#### Given problem
Put the stretch of rows from the start through the line containing "[[16, 119], [384, 168]]" into a Markdown table with the columns n and Line. Number each line and leave out any blank lines.

______________________________

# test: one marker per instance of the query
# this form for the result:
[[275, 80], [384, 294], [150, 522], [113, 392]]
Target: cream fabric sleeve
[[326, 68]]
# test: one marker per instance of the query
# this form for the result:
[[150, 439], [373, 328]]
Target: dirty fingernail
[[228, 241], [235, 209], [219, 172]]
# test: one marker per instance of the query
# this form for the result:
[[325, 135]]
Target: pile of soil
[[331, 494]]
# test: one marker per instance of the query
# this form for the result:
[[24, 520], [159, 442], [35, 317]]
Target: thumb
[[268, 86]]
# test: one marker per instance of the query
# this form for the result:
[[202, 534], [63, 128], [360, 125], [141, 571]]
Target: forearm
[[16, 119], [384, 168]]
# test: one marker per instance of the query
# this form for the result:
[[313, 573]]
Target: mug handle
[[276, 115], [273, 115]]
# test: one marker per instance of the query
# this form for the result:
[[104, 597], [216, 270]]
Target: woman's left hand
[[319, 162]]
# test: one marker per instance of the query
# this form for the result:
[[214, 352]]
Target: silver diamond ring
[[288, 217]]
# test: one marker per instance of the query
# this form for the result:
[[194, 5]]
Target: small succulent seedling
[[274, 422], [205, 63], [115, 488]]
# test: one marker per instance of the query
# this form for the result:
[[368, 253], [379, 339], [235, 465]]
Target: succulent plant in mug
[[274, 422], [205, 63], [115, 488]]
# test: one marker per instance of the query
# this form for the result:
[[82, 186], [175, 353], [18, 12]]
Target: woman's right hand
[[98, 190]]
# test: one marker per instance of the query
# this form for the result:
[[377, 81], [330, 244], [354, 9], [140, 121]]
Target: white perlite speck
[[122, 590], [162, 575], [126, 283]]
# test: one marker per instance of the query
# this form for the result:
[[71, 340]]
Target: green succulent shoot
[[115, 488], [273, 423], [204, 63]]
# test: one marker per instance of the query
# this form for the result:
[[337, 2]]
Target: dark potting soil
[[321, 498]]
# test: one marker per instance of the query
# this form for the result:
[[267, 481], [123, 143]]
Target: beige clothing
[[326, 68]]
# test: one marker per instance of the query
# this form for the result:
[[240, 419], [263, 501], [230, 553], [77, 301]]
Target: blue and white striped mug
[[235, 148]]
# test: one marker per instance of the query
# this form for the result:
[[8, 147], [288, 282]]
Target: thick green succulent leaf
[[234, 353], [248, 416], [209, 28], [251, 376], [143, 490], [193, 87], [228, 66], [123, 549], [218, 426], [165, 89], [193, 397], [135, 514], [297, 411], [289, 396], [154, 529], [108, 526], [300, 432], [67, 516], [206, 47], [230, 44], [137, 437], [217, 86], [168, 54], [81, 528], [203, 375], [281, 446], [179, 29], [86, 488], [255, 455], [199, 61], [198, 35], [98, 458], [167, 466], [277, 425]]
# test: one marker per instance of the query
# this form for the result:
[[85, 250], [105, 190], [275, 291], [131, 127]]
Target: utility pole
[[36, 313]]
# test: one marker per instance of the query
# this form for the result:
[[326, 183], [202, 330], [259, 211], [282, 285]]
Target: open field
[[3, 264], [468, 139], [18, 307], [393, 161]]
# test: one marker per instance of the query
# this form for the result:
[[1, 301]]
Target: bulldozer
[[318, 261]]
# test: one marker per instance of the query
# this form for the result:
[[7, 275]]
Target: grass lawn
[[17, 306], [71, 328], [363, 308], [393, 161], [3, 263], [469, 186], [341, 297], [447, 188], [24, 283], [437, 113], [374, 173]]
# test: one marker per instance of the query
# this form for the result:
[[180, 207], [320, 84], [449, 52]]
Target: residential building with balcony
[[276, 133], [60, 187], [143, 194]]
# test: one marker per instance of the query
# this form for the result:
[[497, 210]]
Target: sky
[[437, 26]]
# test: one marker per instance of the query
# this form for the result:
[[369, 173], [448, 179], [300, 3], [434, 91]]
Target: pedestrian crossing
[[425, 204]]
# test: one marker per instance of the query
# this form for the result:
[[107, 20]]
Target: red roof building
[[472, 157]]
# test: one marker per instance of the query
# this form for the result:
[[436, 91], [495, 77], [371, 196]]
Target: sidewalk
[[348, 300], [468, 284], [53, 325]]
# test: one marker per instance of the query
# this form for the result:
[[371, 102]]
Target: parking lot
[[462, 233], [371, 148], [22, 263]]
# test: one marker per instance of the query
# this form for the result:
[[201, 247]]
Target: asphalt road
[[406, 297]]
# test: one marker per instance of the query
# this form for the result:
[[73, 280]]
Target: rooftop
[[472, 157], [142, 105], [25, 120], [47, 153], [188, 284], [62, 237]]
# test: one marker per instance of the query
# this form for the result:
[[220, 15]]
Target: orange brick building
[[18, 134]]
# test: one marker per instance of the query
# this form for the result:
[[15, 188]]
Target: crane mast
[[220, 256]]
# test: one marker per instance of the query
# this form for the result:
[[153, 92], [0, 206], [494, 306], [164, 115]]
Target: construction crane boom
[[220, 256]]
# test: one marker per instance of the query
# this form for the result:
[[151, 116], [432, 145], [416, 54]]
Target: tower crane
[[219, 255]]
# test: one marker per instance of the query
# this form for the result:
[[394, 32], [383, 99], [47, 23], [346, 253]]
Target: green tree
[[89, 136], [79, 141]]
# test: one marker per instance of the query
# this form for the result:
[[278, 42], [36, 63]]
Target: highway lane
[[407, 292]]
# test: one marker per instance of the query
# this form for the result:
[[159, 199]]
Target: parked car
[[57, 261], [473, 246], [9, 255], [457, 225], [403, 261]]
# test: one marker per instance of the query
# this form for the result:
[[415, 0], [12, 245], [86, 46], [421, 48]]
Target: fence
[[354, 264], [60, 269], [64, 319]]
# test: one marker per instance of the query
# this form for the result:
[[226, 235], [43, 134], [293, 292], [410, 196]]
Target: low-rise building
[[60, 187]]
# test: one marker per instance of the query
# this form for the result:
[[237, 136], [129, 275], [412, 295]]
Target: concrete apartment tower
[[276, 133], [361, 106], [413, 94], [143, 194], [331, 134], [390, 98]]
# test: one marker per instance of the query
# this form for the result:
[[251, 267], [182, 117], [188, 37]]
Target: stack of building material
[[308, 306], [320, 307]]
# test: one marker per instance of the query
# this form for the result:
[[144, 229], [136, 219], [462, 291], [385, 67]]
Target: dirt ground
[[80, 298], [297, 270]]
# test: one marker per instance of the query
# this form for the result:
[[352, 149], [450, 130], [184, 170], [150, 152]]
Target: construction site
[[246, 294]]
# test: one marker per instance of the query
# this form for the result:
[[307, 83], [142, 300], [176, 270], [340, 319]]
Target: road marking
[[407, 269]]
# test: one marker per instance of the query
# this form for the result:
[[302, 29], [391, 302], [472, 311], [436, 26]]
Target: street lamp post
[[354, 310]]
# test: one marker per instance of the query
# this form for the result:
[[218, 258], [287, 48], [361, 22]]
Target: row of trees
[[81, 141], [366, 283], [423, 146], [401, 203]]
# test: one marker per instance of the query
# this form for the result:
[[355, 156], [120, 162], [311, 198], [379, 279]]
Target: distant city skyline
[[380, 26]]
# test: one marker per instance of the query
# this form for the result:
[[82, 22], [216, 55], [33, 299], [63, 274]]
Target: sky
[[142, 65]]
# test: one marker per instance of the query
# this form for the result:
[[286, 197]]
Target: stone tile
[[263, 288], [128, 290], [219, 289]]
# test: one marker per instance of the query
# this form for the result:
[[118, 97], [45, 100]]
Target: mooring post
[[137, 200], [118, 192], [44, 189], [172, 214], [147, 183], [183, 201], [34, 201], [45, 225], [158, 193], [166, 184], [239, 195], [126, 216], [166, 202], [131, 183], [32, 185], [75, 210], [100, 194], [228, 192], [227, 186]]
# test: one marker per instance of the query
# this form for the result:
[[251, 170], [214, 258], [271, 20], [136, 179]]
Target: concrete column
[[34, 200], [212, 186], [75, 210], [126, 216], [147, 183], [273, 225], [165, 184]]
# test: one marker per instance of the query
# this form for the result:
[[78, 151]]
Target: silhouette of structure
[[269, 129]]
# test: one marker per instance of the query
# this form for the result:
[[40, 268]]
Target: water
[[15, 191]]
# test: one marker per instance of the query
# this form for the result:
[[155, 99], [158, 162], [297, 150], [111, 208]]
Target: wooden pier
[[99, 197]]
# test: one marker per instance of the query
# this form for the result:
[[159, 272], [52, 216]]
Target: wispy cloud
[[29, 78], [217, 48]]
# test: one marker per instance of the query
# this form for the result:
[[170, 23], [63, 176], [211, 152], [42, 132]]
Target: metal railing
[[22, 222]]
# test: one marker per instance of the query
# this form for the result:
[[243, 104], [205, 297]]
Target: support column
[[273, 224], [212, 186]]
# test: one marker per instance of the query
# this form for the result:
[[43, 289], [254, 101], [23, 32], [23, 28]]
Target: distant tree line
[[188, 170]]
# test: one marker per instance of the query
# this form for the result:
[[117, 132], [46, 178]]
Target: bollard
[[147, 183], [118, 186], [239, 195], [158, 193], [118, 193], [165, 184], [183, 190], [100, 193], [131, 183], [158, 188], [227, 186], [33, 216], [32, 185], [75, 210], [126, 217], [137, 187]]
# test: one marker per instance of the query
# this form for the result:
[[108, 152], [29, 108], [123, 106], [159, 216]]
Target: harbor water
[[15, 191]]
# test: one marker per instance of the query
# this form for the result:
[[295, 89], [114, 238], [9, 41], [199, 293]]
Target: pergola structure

______________________________

#### Task result
| n | Line |
|---|---|
| 1 | # test: one marker per instance of the query |
| 2 | # this form for the result: |
| 3 | [[275, 80], [384, 294], [150, 522], [113, 392]] |
| 4 | Target: cream fabric sleeve |
| 5 | [[326, 68]] |
| 6 | # test: one marker per instance of the query |
| 7 | # this form for the result: |
| 8 | [[150, 439], [373, 328]] |
| 9 | Target: dirty fingernail |
| 10 | [[228, 241], [235, 209], [219, 172]] |
| 11 | # test: one marker per instance of the query |
| 12 | # this form for the result: |
| 13 | [[325, 135]] |
| 14 | Target: pile of soil |
| 15 | [[331, 494]] |
| 16 | # test: one marker per instance of the query |
| 17 | # this form for the result: |
| 18 | [[24, 520], [159, 442], [35, 317]] |
| 19 | Target: thumb |
| 20 | [[268, 86]] |
| 21 | # test: one marker per instance of the query |
| 22 | # this form for the result: |
| 23 | [[202, 534], [63, 128], [360, 125], [141, 571]] |
| 24 | Target: forearm |
| 25 | [[16, 119], [384, 168]] |